:: TASK TO COMPLETE ::
In the muffin recipe below, how much of the flour-butter mixture is set aside for the topping?

# Crumb-Topped Banana Chocolate Chunk Muffins



## Filus59602 (Jun 16, 2002)

Crumb-Topped Banana Chocolate Chunk Muffins 

Serves 18 

Muffins 

3 cups all-purpose flour 
3/4 cup packed light brown sugar 
3/4 cup granulated sugar 
1/2 tsp salt 
1 cup (2 sticks) butter, melted 
1 cup mashed bananas (2 medium ripe) 
2 large eggs, at room temperature 
1/4 cup sour cream 
1 tsp vanilla extract 
2 tsp baking powder 
1/4 tsp baking soda 
2 bars (1.5 ounces each) Dark Chocolate, coarsely chopped 

Chocolate Garnish 
1 bar (1.5 ounces) Dark Chocolate 

Make the Muffins 

Preheat oven to 3750F. Line 18 (3-inch) muffin-pan cups with paper 
liners. Combine flour, sugars and salt in medium bowl. 
Stir in melted butter until moistened, using a fork. 
Reserve one cup of the flour-butter mixture for topping and set 
aside. Mix together bananas, eggs, sour cream and vanilla extract in 
another bowl. Stir baking powder and baking soda into crumb mixture. 
Add banana mixture and mix until just combined. 
Mix in chocolate chunks. 
Divide the batter among the prepared muffin cups. 
Use your fingertips to form crumbs from the reserved flour-butter 
mixture. 
Lightly press crumb mixture onto the top of each muffin. 
Bake for 25 to 30 minutes or until golden and a toothpick inserted 
in the center of a muffin comes out clean. 
Cool in the pan on wire rack for 10 minutes. Remove and serve warm as is. Or 
cool completely and garnish as follows. 

Garnish the Muffins 
Place chocolate in microwave-safe cup. 
Microwave on medium (50% power) for 1 minute. Stir. 
Microwave 30 seconds more or until chocolate is softened. 
Stir until smooth and let cool. 
Drizzle chocolate in a zigzag pattern over the tops of the muffins. 
Let stand until set.


----------

Some records:
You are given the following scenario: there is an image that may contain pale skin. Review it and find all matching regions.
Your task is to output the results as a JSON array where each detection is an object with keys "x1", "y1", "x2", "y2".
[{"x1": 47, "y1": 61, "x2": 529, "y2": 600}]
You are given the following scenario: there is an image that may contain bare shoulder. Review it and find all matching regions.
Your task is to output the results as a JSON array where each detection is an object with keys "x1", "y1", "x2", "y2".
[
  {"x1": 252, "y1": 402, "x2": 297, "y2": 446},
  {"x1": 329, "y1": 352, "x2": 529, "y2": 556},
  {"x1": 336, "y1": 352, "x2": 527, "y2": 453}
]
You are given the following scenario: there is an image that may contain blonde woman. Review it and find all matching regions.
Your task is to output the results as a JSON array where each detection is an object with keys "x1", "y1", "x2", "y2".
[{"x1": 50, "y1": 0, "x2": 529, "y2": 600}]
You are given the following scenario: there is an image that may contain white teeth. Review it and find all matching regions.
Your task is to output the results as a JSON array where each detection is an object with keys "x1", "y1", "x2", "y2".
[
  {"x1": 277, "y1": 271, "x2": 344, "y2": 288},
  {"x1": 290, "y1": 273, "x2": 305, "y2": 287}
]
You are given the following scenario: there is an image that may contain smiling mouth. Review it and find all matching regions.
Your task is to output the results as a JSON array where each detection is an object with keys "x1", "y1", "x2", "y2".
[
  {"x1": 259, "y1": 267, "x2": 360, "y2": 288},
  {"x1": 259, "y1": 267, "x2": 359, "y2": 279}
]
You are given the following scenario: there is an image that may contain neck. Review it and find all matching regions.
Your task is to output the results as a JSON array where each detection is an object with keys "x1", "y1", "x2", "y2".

:: TASK RESPONSE ::
One cup.